## [EXERCISE TASK]
Transcribe the following lines verbatim.

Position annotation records
<<<<

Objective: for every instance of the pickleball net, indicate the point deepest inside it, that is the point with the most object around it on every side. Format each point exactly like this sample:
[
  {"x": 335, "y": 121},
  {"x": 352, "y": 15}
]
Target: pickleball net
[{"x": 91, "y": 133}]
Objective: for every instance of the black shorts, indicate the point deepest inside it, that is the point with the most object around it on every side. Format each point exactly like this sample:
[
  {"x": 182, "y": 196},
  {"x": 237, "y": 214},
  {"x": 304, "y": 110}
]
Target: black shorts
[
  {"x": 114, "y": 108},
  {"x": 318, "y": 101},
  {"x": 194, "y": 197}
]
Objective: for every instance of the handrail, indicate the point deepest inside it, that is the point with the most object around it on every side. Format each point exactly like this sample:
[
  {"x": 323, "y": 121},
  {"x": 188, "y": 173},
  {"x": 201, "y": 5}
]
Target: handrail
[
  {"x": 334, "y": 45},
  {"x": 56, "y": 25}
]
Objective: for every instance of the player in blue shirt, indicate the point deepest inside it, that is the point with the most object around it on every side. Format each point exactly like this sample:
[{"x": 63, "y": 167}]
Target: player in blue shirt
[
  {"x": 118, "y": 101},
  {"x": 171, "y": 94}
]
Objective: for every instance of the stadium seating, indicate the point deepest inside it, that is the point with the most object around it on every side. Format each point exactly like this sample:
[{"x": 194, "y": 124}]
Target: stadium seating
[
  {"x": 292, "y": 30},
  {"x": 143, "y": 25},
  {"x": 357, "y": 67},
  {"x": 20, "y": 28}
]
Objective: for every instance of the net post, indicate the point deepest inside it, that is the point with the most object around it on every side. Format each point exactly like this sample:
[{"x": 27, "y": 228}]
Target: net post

>>>>

## [OUTPUT BELOW]
Objective: for every instance of the pickleball net, indicate the point deepest inside it, that is the point with the most object around it on every side. Format each point exactly like this sample:
[
  {"x": 335, "y": 121},
  {"x": 352, "y": 15}
]
Target: pickleball net
[{"x": 91, "y": 133}]
Objective: for every instance of the black shorts, indicate the point deepest inside it, that is the point with the most object around it on every side. Format each point exactly like this sample:
[
  {"x": 182, "y": 196},
  {"x": 237, "y": 214},
  {"x": 304, "y": 110}
]
Target: black shorts
[
  {"x": 114, "y": 108},
  {"x": 318, "y": 101},
  {"x": 194, "y": 197}
]
Objective: for every instance of the handrail, indicate the point deepest inside it, that is the point with the most object around it on every side. Format each point exactly like this sample:
[
  {"x": 323, "y": 121},
  {"x": 188, "y": 173},
  {"x": 201, "y": 5}
]
Target: handrail
[
  {"x": 334, "y": 45},
  {"x": 56, "y": 25}
]
Objective: for every instance of the player in blue shirt, indicate the point deepest inside it, that is the point with the most object around it on every side. Format each point exactly like this sample:
[{"x": 63, "y": 167}]
Target: player in blue shirt
[
  {"x": 118, "y": 101},
  {"x": 171, "y": 94}
]
Objective: for every instance of the stadium seating, indicate the point deepest inside it, that is the point with the most object around it on every side. Format each point exactly like this sample:
[{"x": 194, "y": 124}]
Target: stadium seating
[
  {"x": 292, "y": 30},
  {"x": 143, "y": 25},
  {"x": 357, "y": 67},
  {"x": 20, "y": 28}
]
Objective: for every instance of the net post, indicate the point deepest inside it, that is the point with the most object around it on every side. Format each point exactly like this sample:
[{"x": 27, "y": 228}]
Target: net post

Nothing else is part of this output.